TO-DO LIST:
- A) Retype part of the Exchange breach transcript word for word, starting at the words "STEVEN ADAIR: Kind" and ending after the words "unauthentic (ph) request.".
- B) Answer these questions from the Exchange breach transcript:
(i) What is the name of the cybersecurity firm that Steven Adair leads?
(ii) In what month did Adair notice something suspicious on a client's server?
(iii) Which NPR team is Dina Temple-Raston on?

SUPPLIED TEXT:
*-*-*
China broke into tens of thousands of email accounts in January. Now officials fear the breach wasn't just about spying. It was to build the next generation of artificial intelligence.

Transcript

AUDIE CORNISH, HOST:

Earlier this year, Chinese government hackers stole tens of thousands of emails by slipping into a Microsoft Exchange email server - a breach serious enough for the White House and the FBI to take notice. Dina Temple-Raston of NPR's investigations team reports the attack went far beyond stolen correspondence.

DINA TEMPLE-RASTON, BYLINE: Steven Adair noticed back in January something suspicious in one of his client's servers. Someone appeared to be stealing emails.

STEVEN ADAIR: Kind of like a, you know, my hair is almost raising on my arms. And I think, you know, this feeling of, like, oh, crap, this is not what should be going on.

TEMPLE-RASTON: Adair is the president of a cybersecurity firm called Volexity. And he could see that intruders had actually taken control of the server linked to the Microsoft Exchange program. And whoever it was was asking for access to specific emails and the local Exchange server was just giving it to them - no passwords needed.

ADAIR: The attackers basically figured out how to trick the Exchange server into making requests. The receiving server goes, oh, you're the Exchange server. You're a trusted entity. You're allowed to do this. I mean, basically, it doesn't check that this is a completely unauthentic (ph) request.
*-*-*
(Location identification items)

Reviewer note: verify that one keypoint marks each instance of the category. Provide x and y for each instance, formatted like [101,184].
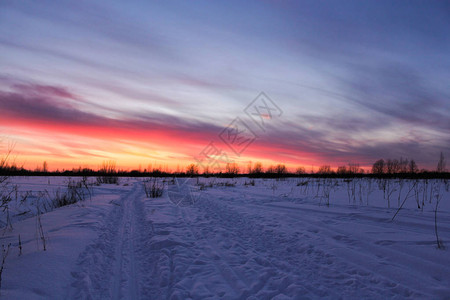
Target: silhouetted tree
[281,169]
[441,164]
[192,169]
[232,169]
[257,168]
[300,171]
[412,167]
[324,169]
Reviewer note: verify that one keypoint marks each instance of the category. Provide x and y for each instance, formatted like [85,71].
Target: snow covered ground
[231,239]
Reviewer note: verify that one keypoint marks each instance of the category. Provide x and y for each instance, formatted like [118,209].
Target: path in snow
[233,245]
[109,268]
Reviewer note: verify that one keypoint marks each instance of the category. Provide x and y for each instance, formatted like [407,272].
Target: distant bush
[153,188]
[108,173]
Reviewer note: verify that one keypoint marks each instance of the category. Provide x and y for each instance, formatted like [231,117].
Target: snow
[230,239]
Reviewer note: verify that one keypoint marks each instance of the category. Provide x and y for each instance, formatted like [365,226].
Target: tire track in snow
[107,268]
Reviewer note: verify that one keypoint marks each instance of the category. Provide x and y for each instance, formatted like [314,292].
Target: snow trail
[108,267]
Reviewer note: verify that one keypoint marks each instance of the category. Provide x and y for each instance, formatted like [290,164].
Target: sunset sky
[148,82]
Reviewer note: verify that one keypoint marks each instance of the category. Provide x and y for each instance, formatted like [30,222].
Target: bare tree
[192,169]
[379,167]
[441,164]
[412,167]
[232,169]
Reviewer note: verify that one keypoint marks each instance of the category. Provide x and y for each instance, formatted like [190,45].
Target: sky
[164,82]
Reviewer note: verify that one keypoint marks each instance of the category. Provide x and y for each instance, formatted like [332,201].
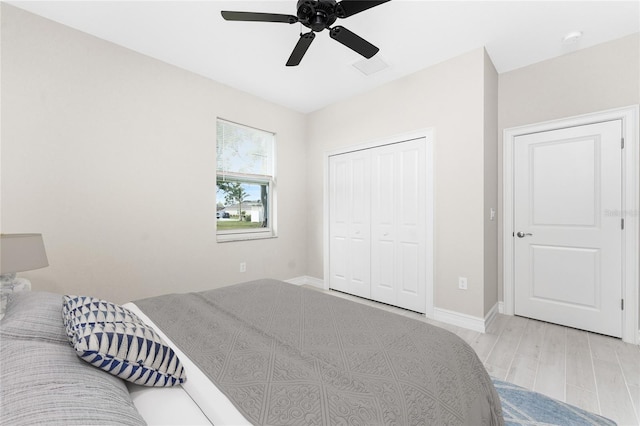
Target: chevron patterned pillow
[79,311]
[114,339]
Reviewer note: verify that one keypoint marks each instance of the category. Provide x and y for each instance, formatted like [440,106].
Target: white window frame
[256,179]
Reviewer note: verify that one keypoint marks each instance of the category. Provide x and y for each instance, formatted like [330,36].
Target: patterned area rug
[521,406]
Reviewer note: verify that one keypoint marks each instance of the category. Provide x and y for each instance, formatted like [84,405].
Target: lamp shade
[21,252]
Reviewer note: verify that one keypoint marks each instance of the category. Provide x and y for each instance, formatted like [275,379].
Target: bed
[264,352]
*-*-*
TASK RESPONSES:
- A)
STEVEN ADAIR: Kind of like a, you know, my hair is almost raising on my arms. And I think, you know, this feeling of, like, oh, crap, this is not what should be going on.

TEMPLE-RASTON: Adair is the president of a cybersecurity firm called Volexity. And he could see that intruders had actually taken control of the server linked to the Microsoft Exchange program. And whoever it was was asking for access to specific emails and the local Exchange server was just giving it to them - no passwords needed.

ADAIR: The attackers basically figured out how to trick the Exchange server into making requests. The receiving server goes, oh, you're the Exchange server. You're a trusted entity. You're allowed to do this. I mean, basically, it doesn't check that this is a completely unauthentic (ph) request.

- B)
(i) Volexity
(ii) January
(iii) The investigations team